PROBLEM STATEMENT:
Reproduce all the data, character for character.

DATA FOR THE TASK:
--------------------

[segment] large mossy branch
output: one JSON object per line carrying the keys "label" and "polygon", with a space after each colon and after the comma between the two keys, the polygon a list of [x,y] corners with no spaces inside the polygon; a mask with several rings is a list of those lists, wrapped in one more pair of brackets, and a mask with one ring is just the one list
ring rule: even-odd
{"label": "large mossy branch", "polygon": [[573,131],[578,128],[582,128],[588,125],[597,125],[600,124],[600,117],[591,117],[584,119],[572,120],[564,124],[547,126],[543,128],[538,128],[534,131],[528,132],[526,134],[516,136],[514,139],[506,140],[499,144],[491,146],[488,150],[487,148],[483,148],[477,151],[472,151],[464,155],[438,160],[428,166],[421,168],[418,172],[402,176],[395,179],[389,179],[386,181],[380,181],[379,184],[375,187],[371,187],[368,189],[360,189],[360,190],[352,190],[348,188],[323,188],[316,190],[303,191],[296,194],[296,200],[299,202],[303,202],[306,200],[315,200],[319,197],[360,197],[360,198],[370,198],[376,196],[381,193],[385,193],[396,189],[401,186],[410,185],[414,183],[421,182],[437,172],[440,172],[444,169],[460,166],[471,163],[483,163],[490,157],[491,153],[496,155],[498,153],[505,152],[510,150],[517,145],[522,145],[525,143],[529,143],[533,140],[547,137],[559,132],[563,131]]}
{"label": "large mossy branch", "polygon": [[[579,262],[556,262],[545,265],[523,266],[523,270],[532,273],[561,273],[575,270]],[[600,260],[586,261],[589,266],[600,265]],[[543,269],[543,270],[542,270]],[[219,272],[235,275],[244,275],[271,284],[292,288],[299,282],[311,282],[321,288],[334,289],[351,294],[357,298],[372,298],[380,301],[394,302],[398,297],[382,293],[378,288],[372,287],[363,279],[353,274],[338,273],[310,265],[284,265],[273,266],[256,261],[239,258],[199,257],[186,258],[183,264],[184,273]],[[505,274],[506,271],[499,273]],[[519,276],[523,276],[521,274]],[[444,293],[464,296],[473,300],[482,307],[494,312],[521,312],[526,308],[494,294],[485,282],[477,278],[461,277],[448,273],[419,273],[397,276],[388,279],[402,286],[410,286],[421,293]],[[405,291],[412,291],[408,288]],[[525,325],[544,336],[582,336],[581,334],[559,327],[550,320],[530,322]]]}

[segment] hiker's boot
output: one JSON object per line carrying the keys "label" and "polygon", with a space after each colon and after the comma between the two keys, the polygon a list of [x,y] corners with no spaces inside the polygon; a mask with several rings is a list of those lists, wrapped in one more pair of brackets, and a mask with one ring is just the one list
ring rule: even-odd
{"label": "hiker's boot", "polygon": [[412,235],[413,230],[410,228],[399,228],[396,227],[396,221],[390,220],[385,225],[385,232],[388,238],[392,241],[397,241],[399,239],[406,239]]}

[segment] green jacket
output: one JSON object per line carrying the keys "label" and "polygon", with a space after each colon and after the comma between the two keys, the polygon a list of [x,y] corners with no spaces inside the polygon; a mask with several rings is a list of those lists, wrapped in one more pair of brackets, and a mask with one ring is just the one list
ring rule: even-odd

--------------------

RESPONSE BOX:
[segment] large mossy branch
output: one JSON object per line carrying the keys "label" and "polygon", with a space after each colon and after the comma between the two keys, the polygon a list of [x,y] corners with no spaces inside the polygon; a mask with several rings is a list of those lists, wrapped in one more pair of brackets, and a mask with one ring is just the one list
ring rule: even-odd
{"label": "large mossy branch", "polygon": [[573,131],[578,128],[582,128],[588,125],[597,125],[600,124],[600,117],[591,117],[584,119],[572,120],[564,124],[547,126],[543,128],[538,128],[534,131],[528,132],[526,134],[516,136],[514,139],[506,140],[499,144],[491,146],[488,150],[487,148],[483,148],[477,151],[472,151],[464,155],[438,160],[428,166],[421,168],[418,172],[402,176],[395,179],[389,179],[386,181],[380,181],[379,184],[375,187],[371,187],[368,189],[360,189],[360,190],[352,190],[348,188],[323,188],[316,190],[303,191],[296,194],[296,200],[299,202],[303,202],[306,200],[315,200],[319,197],[360,197],[360,198],[370,198],[376,196],[381,193],[385,193],[396,189],[401,186],[410,185],[414,183],[421,182],[437,172],[440,172],[444,169],[460,166],[471,163],[483,163],[490,157],[491,153],[496,155],[498,153],[505,152],[510,150],[517,145],[522,145],[525,143],[529,143],[533,140],[547,137],[559,132],[563,131]]}
{"label": "large mossy branch", "polygon": [[[579,262],[556,262],[545,265],[523,266],[523,270],[532,273],[561,273],[575,270]],[[600,260],[586,261],[589,266],[600,265]],[[543,269],[543,270],[542,270]],[[219,272],[235,275],[244,275],[271,284],[292,288],[299,282],[311,282],[321,288],[334,289],[351,294],[357,298],[372,298],[380,301],[394,302],[398,297],[382,293],[378,288],[372,287],[363,279],[353,274],[338,273],[310,265],[284,265],[273,266],[256,261],[239,258],[199,257],[186,258],[183,264],[184,273]],[[505,274],[506,271],[499,273]],[[519,276],[523,276],[521,274]],[[444,293],[464,296],[473,300],[482,307],[494,312],[521,312],[526,308],[494,294],[485,282],[477,278],[461,277],[448,273],[419,273],[397,276],[388,279],[402,286],[410,286],[421,293]],[[405,291],[412,291],[408,288]],[[525,325],[544,336],[582,336],[581,334],[559,327],[550,320],[530,322]]]}

[segment] hiker's boot
output: one JSON object per line carrying the keys "label" and "polygon", with a space after each colon and after the comma between the two keys, the polygon a list of [x,y] corners with no spaces inside the polygon; a mask with several rings is a list of those lists, wrapped in one more pair of brackets, and a mask with one ring is just the one list
ring rule: even-odd
{"label": "hiker's boot", "polygon": [[412,235],[413,230],[410,228],[399,228],[396,227],[396,221],[390,220],[385,225],[385,232],[388,238],[392,241],[397,241],[399,239],[406,239]]}

[segment] green jacket
output: one JSON object per line carrying the keys "label" and "polygon", with a space after each colon and after the comma between the two keys, the polygon a list of [x,y] corners with no spaces inside the polygon; a mask with several rings is a list of those lists, wrapped in one more pair of brackets, and a mask with one ring is just the one list
ring rule: even-odd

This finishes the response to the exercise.